- [Action item] Transcribe the whole listing exactly; the images stay out.

- [Supplied material]
"""
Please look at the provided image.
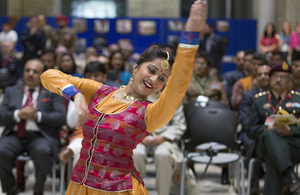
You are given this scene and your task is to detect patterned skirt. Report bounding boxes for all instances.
[65,175,149,195]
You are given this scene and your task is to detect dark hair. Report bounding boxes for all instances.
[244,49,255,56]
[136,46,174,68]
[150,43,162,48]
[59,52,77,72]
[264,23,276,37]
[253,52,267,64]
[109,51,125,70]
[292,51,300,63]
[272,51,284,60]
[195,52,213,67]
[41,48,56,60]
[85,61,106,75]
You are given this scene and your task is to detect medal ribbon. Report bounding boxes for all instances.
[268,91,289,114]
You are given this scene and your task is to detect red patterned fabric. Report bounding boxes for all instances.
[70,85,151,191]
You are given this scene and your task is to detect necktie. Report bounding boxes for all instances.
[17,89,35,138]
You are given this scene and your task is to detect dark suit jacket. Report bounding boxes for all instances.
[199,34,228,74]
[239,88,261,131]
[222,70,246,108]
[0,83,66,160]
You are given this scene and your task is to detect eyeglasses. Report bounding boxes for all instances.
[271,74,288,80]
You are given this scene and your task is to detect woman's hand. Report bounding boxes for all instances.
[185,0,207,32]
[73,93,89,129]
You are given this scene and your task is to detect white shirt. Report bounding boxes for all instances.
[0,30,18,43]
[13,85,42,132]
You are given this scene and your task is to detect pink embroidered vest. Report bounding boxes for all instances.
[70,85,151,191]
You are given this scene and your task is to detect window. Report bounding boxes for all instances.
[70,0,126,18]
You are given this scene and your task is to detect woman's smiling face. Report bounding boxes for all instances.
[131,58,171,98]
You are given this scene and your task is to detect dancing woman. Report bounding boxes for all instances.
[41,1,207,194]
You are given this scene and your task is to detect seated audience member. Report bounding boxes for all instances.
"""
- [The answer]
Please look at the provided image.
You are given this scene and your task is to detect patterned skirt. Report bounding boxes for all instances.
[65,175,149,195]
You are given this scene and your task is to detect dark hair. Report bounding boxes for all instances.
[244,49,255,56]
[136,46,174,68]
[150,43,162,48]
[59,52,77,72]
[264,23,276,37]
[253,52,267,64]
[109,51,125,70]
[292,51,300,63]
[272,51,284,60]
[195,52,213,67]
[41,48,56,60]
[85,61,106,75]
You are given this scene and your task is to detect medal ribbon. Report bounding boxes for all instances.
[268,91,289,114]
You are given this scene and your task is to detect red patterned fabric. Report bounding boxes for all instances.
[70,85,151,191]
You are given this scene and your task is to detect necktie. Report bounding boxes for all instances.
[17,89,35,138]
You are given this scene and your task is to detect dark suit jacket. Report bounding boxes for all instances.
[199,34,228,74]
[239,88,261,131]
[222,70,246,108]
[0,83,66,160]
You are given this scene and your task is to detect eyeglasses. Report bounding boxes for all instances.
[271,74,288,80]
You are given this scene and your task is to detect woman's hand. Report bounding boxes for all instances.
[185,0,207,32]
[73,93,89,129]
You are given this scene and your task is to detect white shirt. Report bounding boxes for all instances.
[0,30,18,43]
[13,85,42,132]
You are given this scene and your task is to detect pink embroidered vest. Report bounding boxes for all instances.
[70,85,151,191]
You are given this scene and your task is to detect window. Report bounding boxes for all instances.
[70,0,126,18]
You are given this scene and your task is to detect woman's smiling face. Report bounding boxes for all instances.
[131,58,171,98]
You are given this scene and your task is to detect dancing woman. Report bounding boxes for all instances.
[41,1,207,194]
You are given this scene and your task is to detect seated audience member. Report bounding boxes for all instances.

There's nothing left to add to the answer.